__Work instructions__:
Copy out, exactly as given, every line from the line with "Identify each instance of the blue sky" to the end of the listing, both of those lines included.

[start of Given records]

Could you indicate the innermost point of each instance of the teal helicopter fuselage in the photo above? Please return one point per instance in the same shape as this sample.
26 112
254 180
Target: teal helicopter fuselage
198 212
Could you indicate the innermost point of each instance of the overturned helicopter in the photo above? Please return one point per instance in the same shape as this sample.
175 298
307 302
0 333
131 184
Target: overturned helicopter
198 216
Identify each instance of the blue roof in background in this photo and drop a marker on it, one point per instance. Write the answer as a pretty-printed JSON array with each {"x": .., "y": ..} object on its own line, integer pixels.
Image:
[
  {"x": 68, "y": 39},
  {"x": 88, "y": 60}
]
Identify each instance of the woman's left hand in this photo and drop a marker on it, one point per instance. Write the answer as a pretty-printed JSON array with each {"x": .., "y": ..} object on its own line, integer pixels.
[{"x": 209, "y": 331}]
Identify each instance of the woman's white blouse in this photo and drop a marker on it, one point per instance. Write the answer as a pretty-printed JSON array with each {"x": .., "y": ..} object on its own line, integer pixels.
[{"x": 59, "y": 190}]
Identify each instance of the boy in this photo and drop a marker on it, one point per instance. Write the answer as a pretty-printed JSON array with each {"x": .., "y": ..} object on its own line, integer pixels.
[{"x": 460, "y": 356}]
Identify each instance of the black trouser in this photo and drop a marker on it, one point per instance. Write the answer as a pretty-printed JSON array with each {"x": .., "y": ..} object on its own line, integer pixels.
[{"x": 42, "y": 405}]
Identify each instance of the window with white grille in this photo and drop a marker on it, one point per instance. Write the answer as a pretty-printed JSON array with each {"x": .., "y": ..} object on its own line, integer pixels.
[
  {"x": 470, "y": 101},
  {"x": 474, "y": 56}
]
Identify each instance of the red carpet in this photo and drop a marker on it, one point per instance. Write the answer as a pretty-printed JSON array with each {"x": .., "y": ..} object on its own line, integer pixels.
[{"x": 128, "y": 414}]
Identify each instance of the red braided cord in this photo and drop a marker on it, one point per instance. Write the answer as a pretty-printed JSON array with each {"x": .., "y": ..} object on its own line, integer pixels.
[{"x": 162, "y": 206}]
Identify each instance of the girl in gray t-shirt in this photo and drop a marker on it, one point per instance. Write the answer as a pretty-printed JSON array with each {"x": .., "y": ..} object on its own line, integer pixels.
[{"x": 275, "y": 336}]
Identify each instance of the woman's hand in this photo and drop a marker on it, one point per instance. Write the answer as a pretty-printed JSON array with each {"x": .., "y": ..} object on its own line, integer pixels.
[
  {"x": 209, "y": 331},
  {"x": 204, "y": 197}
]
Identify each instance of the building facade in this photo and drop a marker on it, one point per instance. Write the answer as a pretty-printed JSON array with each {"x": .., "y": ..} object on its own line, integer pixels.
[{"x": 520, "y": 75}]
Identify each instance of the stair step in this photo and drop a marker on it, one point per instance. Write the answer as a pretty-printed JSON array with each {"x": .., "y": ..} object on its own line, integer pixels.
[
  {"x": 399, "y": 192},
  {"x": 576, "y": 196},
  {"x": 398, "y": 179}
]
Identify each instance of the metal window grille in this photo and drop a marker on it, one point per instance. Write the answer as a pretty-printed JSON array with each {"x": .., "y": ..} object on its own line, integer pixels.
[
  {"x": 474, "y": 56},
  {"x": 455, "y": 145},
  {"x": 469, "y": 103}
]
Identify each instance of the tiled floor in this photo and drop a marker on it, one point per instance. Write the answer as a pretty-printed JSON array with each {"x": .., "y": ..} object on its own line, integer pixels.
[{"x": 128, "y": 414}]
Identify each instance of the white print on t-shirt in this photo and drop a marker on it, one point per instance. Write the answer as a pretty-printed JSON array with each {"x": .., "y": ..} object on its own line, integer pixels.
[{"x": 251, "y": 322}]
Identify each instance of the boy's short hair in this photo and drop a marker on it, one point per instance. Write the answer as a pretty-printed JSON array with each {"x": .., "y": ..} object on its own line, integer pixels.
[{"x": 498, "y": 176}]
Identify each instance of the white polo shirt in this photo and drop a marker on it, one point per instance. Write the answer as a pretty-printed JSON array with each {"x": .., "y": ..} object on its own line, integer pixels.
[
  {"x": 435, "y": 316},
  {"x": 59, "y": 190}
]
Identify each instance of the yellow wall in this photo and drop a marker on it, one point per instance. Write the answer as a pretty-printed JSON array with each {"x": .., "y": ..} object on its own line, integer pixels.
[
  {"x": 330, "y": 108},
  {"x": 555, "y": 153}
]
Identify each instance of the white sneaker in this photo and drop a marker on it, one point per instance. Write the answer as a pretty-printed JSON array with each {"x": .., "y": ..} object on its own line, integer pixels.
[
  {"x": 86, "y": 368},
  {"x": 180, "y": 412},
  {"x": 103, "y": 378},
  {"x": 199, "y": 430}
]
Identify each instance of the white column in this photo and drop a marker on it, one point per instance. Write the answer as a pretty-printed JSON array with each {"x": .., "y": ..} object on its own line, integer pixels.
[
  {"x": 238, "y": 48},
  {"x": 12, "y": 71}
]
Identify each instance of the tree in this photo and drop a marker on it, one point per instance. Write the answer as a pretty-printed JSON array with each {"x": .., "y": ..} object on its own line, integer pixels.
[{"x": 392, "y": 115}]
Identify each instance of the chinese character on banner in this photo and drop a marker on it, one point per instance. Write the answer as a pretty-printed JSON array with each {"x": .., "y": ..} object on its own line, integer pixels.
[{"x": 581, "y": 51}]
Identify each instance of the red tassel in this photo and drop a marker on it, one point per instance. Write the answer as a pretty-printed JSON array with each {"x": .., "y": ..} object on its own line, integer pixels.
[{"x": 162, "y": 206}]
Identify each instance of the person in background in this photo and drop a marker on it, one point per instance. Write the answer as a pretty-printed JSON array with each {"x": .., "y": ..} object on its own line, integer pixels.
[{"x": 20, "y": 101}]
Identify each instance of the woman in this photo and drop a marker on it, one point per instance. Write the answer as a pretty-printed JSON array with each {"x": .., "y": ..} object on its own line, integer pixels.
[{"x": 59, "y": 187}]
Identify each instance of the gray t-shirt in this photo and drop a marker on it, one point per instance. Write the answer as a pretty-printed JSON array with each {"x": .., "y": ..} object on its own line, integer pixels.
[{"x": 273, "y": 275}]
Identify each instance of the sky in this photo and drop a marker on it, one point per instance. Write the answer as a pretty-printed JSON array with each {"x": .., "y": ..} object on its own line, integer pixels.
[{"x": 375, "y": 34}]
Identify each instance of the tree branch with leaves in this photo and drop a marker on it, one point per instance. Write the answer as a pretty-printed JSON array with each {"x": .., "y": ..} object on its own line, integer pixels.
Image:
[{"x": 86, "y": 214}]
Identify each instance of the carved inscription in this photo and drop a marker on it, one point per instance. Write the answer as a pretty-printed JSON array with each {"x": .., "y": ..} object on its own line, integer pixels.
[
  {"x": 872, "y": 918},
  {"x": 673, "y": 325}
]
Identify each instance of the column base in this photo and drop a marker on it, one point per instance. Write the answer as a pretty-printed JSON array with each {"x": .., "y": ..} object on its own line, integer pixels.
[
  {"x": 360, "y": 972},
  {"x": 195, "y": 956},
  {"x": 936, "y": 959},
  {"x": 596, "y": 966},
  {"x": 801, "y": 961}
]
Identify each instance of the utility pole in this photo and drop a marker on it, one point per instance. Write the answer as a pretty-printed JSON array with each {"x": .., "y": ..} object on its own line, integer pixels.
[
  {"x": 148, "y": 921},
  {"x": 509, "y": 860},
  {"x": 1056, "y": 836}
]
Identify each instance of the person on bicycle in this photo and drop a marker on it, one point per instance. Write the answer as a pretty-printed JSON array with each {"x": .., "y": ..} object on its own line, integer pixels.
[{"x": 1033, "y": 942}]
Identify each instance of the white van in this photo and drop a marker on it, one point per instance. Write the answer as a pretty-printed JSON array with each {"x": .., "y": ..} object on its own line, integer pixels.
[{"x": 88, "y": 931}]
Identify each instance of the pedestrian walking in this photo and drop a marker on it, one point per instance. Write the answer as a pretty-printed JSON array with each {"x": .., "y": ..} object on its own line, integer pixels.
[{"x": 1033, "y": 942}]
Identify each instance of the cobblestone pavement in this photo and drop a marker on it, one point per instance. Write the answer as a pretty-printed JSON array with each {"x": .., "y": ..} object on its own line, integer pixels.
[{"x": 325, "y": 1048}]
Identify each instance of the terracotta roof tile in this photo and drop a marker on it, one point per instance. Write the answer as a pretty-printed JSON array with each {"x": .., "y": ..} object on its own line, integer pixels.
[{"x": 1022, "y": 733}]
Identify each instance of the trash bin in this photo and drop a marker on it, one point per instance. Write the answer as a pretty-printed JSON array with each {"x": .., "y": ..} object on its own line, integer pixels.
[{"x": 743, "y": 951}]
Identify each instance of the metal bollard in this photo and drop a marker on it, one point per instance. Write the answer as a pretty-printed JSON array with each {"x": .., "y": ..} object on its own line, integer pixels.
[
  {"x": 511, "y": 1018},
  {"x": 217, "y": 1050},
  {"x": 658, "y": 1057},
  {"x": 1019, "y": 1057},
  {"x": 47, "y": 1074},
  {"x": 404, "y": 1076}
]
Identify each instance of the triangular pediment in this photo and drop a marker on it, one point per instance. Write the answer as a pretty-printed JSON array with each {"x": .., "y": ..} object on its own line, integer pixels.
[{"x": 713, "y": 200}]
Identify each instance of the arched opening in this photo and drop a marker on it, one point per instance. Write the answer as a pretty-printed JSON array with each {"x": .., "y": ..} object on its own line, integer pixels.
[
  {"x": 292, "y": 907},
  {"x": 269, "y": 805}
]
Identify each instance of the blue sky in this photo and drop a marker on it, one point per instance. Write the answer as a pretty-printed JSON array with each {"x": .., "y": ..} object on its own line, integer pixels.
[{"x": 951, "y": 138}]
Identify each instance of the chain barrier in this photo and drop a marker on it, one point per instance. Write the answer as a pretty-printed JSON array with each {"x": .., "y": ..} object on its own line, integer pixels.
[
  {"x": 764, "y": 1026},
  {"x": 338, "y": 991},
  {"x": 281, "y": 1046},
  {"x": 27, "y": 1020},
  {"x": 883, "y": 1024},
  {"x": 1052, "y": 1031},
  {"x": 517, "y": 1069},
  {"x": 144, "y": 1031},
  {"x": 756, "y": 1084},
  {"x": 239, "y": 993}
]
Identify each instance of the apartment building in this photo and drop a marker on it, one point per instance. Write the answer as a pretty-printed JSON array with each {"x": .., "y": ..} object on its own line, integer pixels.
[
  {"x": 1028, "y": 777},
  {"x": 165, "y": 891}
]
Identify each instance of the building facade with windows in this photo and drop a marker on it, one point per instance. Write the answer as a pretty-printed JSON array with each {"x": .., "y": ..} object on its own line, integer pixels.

[end of Given records]

__Exercise output__:
Identify each instance of the blue sky in this photo and drop a marker on it, one point per instance. Write the answer as a pretty-printed JSON array with each {"x": .., "y": ..} object on its own line, integer pixels.
[{"x": 951, "y": 138}]
Identify each instance of the chain barrier in this photo and drop a marker on it, one point per instance. Write the answer as a pretty-printed JSON array with each {"x": .., "y": ..} object on its own line, integer pixels.
[
  {"x": 764, "y": 1026},
  {"x": 338, "y": 991},
  {"x": 281, "y": 1046},
  {"x": 27, "y": 1020},
  {"x": 883, "y": 1024},
  {"x": 1052, "y": 1031},
  {"x": 517, "y": 1069},
  {"x": 144, "y": 1031},
  {"x": 756, "y": 1084},
  {"x": 239, "y": 993}
]
Identify each instance of the apartment building in this photo and drop a marker on it, one point per instance. Write the answer as a pretty-printed JSON array with each {"x": .., "y": ..} object on its own line, integer pixels.
[
  {"x": 1028, "y": 777},
  {"x": 165, "y": 891}
]
Identify each instance of the building facade with windows in this photo and drop a marker on it, one point per instance. Write the answer as a pretty-printed JSON array with each {"x": .., "y": ..} object on its own line, integer pixels.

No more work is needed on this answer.